• _PROBLEM REQUIREMENTS_:
Every record needs to be set down again without a single difference.
Content starts
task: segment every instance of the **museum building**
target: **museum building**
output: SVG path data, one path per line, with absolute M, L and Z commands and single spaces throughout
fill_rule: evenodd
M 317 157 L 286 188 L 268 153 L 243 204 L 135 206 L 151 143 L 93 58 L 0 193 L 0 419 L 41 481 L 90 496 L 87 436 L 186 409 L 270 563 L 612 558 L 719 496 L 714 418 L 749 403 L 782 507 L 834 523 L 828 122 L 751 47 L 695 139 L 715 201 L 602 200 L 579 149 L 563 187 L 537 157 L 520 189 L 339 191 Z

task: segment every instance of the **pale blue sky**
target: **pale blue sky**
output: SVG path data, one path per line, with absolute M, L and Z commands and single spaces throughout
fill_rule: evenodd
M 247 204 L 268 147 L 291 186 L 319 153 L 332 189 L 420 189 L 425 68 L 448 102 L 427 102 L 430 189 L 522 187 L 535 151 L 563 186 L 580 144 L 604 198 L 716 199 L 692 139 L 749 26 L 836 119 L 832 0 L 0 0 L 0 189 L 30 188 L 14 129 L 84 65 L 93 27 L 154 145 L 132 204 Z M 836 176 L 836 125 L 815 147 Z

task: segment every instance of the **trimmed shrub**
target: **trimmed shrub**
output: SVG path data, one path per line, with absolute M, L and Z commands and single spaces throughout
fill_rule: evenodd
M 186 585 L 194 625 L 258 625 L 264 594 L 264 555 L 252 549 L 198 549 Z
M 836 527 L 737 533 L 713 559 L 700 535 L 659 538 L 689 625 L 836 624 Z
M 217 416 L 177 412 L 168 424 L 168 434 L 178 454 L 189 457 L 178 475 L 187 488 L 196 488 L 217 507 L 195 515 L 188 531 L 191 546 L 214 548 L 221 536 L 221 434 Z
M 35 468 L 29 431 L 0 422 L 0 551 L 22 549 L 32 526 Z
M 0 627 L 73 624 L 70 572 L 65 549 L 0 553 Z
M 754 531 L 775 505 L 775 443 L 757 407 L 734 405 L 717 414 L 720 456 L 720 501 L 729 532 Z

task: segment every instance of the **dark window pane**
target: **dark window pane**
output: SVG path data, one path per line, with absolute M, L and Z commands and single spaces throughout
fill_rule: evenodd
Content ends
• _SOLUTION TO THE EXERCISE_:
task: segment every instance of the **museum building**
target: **museum building**
output: SVG path data, one path per line, with absolute M, L and Z commands and single spaces throughout
fill_rule: evenodd
M 317 157 L 286 188 L 268 153 L 243 204 L 135 206 L 151 143 L 93 58 L 0 193 L 0 419 L 41 481 L 90 496 L 87 436 L 186 409 L 270 563 L 612 558 L 719 496 L 714 418 L 749 403 L 782 507 L 834 523 L 828 122 L 751 47 L 695 139 L 715 201 L 602 200 L 579 149 L 563 187 L 537 157 L 520 189 L 339 191 Z

task: segment every instance of the **pale blue sky**
target: **pale blue sky**
output: SVG path data, one path per line, with absolute M, L and Z commands and single spaces throughout
fill_rule: evenodd
M 247 204 L 268 147 L 291 186 L 319 153 L 332 189 L 420 189 L 425 68 L 448 102 L 427 102 L 430 189 L 522 187 L 535 151 L 563 186 L 580 144 L 604 198 L 716 199 L 692 139 L 749 26 L 836 119 L 832 0 L 0 0 L 0 189 L 30 188 L 14 129 L 84 65 L 93 27 L 154 145 L 132 204 Z M 836 176 L 836 125 L 815 147 Z

task: segment every instance of the **trimmed shrub**
target: **trimmed shrub**
output: SVG path data, one path per line, with absolute M, L and Z commands and single spaces throughout
fill_rule: evenodd
M 186 585 L 194 625 L 258 625 L 264 594 L 264 555 L 252 549 L 198 549 Z
M 836 527 L 737 533 L 713 559 L 700 535 L 659 538 L 689 625 L 836 624 Z
M 217 416 L 177 412 L 168 424 L 168 434 L 178 454 L 189 457 L 178 475 L 187 488 L 196 488 L 217 507 L 195 515 L 188 531 L 191 546 L 214 548 L 221 536 L 221 434 Z
M 35 468 L 29 431 L 0 422 L 0 551 L 22 549 L 32 526 Z
M 0 627 L 73 624 L 70 572 L 65 549 L 0 553 Z
M 754 531 L 775 505 L 775 443 L 757 407 L 734 405 L 717 414 L 720 456 L 720 501 L 729 532 Z

task: segment every instance of the **dark window pane**
target: **dark window pane**
output: SVG path data, one path per line, with absolute M, L and Z commands and single spaces throughout
fill_rule: evenodd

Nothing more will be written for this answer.